→ What is being asked
Which lines in the items below contain the string "face"? List every such line in full.

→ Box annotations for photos

* START *

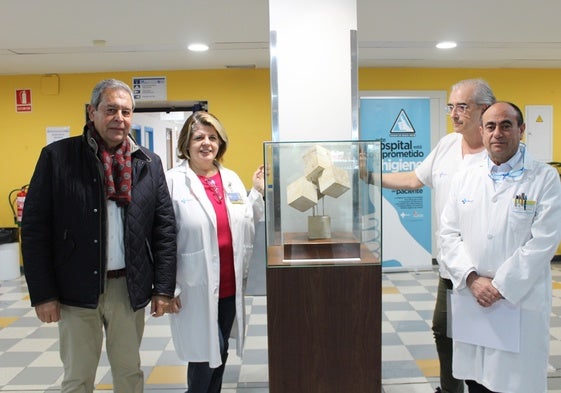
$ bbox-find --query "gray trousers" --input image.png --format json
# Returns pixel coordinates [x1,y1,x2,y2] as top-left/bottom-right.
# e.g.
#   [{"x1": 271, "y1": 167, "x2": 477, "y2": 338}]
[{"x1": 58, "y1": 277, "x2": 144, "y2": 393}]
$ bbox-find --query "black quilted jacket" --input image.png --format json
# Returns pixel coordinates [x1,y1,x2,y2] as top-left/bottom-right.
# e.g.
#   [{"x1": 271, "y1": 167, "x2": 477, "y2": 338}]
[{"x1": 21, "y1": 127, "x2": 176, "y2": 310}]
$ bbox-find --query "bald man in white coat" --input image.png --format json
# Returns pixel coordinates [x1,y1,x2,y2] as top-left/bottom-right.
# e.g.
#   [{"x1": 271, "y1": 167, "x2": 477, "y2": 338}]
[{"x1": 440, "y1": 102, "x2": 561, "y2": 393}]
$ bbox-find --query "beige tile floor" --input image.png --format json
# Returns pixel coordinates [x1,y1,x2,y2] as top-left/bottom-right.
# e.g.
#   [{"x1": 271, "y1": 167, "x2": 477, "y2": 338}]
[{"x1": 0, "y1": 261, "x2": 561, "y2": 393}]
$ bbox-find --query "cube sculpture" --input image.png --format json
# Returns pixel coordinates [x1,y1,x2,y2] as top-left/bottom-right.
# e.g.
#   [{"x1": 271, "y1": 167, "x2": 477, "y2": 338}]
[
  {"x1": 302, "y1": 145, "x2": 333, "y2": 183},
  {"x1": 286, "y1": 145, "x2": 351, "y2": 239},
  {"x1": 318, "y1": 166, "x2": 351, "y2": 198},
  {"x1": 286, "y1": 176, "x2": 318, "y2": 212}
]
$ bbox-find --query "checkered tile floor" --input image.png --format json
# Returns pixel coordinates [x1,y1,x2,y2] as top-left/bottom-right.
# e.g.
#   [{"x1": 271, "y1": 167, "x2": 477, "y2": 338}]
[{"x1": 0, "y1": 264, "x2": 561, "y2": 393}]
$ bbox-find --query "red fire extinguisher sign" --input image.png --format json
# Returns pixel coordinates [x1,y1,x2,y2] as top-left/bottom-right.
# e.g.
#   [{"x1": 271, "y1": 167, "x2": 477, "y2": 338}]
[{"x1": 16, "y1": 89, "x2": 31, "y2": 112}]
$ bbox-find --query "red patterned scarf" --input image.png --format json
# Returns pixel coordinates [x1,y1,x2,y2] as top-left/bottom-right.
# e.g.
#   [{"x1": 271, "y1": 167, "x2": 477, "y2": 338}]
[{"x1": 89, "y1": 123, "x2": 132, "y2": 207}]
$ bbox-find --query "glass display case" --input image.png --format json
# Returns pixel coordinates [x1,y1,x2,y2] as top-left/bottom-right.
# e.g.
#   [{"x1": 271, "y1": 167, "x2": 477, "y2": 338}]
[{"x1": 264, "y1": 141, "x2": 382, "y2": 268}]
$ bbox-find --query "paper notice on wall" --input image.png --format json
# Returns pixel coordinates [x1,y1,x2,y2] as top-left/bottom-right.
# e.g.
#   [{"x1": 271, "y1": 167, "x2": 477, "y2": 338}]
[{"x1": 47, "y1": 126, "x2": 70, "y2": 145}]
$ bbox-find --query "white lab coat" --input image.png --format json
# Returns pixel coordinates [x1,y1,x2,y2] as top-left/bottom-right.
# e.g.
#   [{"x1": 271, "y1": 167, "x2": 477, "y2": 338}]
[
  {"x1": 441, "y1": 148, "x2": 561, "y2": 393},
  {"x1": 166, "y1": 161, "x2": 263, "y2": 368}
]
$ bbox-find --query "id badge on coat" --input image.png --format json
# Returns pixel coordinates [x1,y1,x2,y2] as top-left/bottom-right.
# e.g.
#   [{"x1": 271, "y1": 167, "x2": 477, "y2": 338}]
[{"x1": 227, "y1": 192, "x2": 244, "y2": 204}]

* END *
* START *

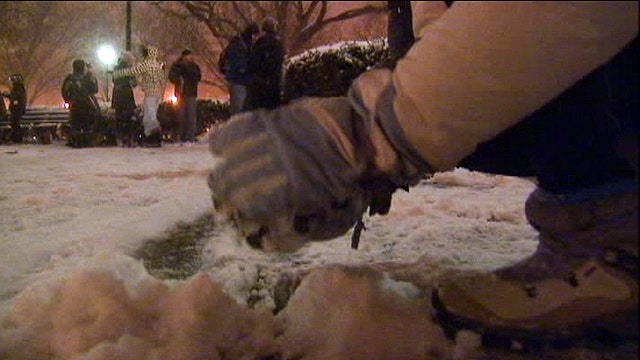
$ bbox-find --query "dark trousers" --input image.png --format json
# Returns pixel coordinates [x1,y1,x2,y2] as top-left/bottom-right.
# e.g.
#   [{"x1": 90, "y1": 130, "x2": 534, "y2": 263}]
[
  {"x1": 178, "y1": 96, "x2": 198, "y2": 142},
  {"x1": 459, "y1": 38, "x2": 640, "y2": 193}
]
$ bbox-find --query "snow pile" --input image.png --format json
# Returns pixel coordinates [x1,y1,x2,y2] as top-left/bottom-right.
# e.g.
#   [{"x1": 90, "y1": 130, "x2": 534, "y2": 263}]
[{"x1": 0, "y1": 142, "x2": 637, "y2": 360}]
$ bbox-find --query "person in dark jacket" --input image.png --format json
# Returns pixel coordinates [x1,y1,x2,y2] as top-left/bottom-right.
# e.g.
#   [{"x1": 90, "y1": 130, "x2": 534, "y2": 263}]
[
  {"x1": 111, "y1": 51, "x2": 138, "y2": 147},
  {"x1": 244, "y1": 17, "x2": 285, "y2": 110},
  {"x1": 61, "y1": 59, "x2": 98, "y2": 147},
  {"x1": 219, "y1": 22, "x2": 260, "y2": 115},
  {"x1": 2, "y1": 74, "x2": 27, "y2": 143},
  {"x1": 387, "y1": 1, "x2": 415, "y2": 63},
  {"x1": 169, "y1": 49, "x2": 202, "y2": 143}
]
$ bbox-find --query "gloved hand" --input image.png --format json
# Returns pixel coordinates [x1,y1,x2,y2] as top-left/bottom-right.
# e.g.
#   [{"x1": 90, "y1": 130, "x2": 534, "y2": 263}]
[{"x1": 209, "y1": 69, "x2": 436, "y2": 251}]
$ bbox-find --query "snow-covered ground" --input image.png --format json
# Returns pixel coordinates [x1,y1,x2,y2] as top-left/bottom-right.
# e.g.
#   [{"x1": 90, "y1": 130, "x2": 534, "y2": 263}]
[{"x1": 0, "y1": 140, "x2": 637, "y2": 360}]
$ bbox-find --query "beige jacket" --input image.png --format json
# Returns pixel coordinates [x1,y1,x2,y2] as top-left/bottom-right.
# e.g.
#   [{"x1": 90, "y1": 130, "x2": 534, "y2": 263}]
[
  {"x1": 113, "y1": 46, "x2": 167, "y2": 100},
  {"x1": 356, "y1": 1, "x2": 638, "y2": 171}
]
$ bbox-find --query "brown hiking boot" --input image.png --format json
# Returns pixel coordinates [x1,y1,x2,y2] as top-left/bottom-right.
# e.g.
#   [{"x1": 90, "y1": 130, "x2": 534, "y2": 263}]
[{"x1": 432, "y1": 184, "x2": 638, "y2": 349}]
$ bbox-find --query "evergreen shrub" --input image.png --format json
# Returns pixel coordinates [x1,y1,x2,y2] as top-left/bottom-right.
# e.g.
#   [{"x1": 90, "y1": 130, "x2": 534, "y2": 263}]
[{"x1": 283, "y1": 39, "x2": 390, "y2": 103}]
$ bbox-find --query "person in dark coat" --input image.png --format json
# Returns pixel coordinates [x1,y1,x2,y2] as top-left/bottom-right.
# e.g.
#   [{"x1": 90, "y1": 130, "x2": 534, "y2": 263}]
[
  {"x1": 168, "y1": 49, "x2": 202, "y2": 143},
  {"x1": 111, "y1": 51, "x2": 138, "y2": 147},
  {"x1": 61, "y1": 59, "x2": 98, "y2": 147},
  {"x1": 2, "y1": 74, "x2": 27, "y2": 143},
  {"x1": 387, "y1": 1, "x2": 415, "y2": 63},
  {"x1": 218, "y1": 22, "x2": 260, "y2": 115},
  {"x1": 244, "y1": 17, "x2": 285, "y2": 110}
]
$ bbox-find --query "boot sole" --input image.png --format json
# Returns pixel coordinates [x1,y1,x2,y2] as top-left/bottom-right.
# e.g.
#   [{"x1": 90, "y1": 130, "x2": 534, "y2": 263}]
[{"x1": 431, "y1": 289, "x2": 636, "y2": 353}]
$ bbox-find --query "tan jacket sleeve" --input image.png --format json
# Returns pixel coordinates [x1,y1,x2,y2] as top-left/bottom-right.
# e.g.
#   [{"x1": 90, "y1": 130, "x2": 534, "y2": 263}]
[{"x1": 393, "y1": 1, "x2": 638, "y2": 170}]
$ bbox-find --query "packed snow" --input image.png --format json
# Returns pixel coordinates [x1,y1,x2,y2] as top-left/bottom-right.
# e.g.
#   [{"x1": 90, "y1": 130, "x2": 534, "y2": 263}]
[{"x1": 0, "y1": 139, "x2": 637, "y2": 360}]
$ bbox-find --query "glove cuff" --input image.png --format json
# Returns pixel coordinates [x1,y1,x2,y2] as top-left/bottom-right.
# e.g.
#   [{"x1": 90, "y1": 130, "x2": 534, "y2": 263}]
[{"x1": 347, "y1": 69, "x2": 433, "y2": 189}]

* END *
* START *

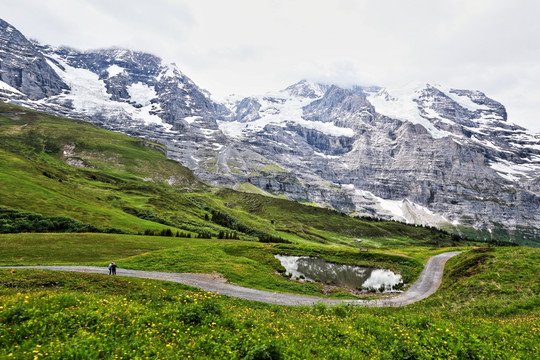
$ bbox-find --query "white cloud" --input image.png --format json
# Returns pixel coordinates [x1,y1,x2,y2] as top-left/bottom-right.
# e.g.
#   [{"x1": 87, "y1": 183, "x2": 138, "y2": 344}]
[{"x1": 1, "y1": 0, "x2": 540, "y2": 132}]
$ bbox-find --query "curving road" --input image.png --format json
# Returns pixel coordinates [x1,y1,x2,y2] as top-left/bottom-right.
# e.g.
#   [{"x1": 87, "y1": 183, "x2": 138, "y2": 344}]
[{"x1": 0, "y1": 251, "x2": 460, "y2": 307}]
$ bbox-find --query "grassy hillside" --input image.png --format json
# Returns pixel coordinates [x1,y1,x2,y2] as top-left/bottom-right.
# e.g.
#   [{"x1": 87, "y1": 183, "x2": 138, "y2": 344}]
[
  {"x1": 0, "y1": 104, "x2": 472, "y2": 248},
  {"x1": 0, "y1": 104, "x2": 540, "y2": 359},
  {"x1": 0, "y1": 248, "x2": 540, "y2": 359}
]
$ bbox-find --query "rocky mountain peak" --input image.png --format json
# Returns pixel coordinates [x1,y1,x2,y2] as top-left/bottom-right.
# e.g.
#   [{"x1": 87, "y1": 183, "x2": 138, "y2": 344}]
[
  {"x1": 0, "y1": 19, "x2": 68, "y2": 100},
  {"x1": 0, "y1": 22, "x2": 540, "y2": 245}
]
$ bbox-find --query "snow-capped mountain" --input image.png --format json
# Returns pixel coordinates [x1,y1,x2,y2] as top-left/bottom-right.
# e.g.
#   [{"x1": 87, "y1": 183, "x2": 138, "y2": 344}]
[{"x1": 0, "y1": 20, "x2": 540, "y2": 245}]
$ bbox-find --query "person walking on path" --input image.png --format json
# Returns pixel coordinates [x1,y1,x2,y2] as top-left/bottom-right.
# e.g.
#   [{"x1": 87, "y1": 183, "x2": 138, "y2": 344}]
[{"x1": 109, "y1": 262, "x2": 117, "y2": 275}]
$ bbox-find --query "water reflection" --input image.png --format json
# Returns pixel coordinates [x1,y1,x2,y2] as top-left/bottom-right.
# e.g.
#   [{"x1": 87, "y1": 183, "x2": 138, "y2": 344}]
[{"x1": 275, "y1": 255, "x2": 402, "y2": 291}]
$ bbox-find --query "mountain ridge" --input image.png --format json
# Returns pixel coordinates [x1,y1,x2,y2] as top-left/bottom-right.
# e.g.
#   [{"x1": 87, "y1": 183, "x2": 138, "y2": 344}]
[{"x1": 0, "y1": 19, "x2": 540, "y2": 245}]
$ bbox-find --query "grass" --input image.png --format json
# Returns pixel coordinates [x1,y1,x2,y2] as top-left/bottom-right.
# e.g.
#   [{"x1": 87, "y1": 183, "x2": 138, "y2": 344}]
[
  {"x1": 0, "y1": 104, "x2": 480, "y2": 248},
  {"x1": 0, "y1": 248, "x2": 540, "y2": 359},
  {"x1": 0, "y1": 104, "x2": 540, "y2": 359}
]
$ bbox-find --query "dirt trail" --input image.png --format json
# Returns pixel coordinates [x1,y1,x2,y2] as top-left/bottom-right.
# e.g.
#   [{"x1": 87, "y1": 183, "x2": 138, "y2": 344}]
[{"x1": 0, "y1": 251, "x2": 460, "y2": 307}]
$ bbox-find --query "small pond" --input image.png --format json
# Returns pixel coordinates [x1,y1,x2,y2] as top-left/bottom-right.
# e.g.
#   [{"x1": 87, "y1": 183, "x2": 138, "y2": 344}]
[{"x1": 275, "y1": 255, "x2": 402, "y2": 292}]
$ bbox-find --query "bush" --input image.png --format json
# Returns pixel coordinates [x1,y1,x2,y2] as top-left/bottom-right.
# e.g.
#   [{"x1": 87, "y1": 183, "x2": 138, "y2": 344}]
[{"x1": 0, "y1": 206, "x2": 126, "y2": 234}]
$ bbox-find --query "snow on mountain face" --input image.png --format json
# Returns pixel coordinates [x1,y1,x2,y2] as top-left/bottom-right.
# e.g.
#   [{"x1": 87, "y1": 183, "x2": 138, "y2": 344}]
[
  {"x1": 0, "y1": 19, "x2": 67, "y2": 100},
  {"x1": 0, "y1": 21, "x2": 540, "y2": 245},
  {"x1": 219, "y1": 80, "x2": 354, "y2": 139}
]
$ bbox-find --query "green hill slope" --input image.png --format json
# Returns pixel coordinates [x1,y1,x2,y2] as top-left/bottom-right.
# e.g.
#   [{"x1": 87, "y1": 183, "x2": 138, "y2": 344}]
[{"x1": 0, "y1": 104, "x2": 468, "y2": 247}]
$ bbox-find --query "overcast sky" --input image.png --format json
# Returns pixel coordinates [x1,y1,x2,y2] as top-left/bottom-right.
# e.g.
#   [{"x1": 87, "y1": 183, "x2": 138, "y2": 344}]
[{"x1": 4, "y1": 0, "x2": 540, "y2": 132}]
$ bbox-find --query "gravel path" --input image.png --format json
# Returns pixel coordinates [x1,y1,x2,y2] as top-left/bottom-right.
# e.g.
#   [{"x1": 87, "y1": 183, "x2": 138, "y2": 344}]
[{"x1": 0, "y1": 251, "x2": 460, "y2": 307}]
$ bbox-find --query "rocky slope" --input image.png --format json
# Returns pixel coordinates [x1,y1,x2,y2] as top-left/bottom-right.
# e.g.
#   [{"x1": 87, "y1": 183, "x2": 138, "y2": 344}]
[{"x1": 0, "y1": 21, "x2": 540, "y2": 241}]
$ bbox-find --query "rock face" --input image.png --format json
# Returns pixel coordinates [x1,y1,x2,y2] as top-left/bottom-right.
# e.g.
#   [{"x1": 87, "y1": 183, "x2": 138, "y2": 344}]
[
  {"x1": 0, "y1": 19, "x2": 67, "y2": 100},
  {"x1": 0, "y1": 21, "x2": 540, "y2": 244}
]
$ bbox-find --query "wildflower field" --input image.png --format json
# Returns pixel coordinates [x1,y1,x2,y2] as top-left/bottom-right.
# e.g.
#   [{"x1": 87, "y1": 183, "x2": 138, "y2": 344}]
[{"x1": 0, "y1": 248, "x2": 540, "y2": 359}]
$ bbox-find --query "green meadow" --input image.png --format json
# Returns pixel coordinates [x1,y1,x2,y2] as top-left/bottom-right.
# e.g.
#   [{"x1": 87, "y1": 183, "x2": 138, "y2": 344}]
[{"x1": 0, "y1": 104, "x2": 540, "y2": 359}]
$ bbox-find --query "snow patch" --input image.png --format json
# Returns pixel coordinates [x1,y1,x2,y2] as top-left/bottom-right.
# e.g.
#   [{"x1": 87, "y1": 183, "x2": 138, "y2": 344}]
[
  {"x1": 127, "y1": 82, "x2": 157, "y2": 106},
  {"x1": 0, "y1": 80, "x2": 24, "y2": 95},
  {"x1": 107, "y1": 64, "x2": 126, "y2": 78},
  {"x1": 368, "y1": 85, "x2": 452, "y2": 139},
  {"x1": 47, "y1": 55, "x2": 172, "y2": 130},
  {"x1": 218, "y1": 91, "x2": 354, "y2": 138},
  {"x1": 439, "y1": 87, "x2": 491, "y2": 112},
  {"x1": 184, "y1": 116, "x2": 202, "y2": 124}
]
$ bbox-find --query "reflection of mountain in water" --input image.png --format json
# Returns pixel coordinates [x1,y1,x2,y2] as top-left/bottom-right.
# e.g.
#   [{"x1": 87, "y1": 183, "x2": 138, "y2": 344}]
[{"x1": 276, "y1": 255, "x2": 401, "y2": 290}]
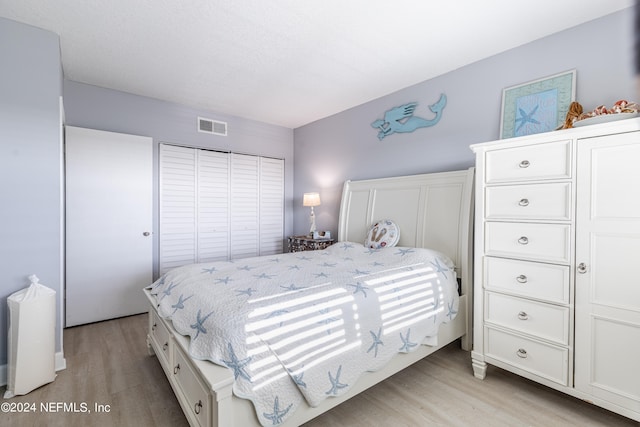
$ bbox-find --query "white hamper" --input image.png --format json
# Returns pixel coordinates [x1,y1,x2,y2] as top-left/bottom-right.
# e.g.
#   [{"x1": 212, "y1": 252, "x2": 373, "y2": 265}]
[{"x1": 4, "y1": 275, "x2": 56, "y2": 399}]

* END *

→ Answer
$ bbox-find --query "snow on mountain face" --input image.png --format json
$ bbox-find --query "rock face" --input image.png --format json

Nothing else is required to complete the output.